▶ **Extrait choisi**:

Par ailleurs, si j’ai travaillé sur des morts intimes, j’ai aussi travaillé sur d’autres morts comme, par exemple, les acteurs de luttes dont j’ai fait le portrait dans le livre sur mai 68. Je pense à Pierre Overney qui est tout à la fois une figure célèbre et un grand inconnu. Je l’ai découvert : je pensais que c’était un militant intello de la Gauche Prolétarienne, la « Gépé », alors que c’était un ouvrier, venu de province à Paris, qui avait été mis à la porte et qui militait. Il y a aussi ces prisonniers sur les toits à Nancy, pendant la mutinerie de la prison Charles III, en janvier 1972 qui portent la banderole où ils ont inscrit à la peinture noire « on a faim » ; ou bien encore ces jeunes gens sur un bateau qui part vers le bagne à la fin des années 1890 et qui se révoltent pendant la traversée contre l’horreur de leur condition. Ce sont d’autres figures, mais qui sont peut-être tout aussi intimes bien qu’elles relèvent de ce que je désignais en commençant par l’altérité radicale. Dans tous les cas, la perspective se veut fondamentalement non héroïque. S’agissant des prisons par exemple, la flambée de 1971-1972 n’a pas eu d’effets importants à l’époque. Il me semble pourtant qu’il est du devoir de l’historien de faire entrer tous ces combats très ordinaires dans les manuels d’histoire.

Votre approche de l’histoire ouvre le compas au maximum. Mais en allant jusqu’à proposer des « rêves d’histoire », ne devient-elle pas vertigineuse, infinie ?

▶ **But de l'exercice**:
L'extrait présente Pierre Overney comme « tout à la fois une figure célèbre et un grand inconnu ». Expliquez, d'après le texte, quelle découverte à son sujet justifie cette formule.

▶ **Données recueillies**:

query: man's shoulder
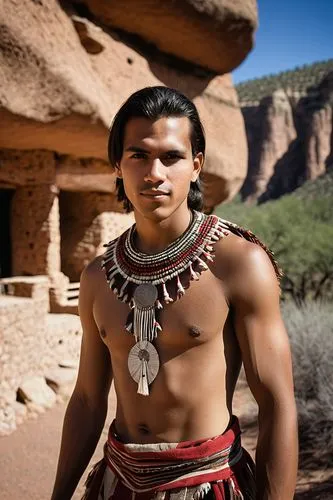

▶ **Réponse attendue**:
La personne qui s'exprime croyait que Pierre Overney était un militant intellectuel de la Gauche Prolétarienne, la « Gépé ». Elle a découvert qu'il s'agissait en réalité d'un ouvrier venu de province à Paris, mis à la porte, qui militait. Célèbre, il restait donc méconnu dans ce qu'il était vraiment.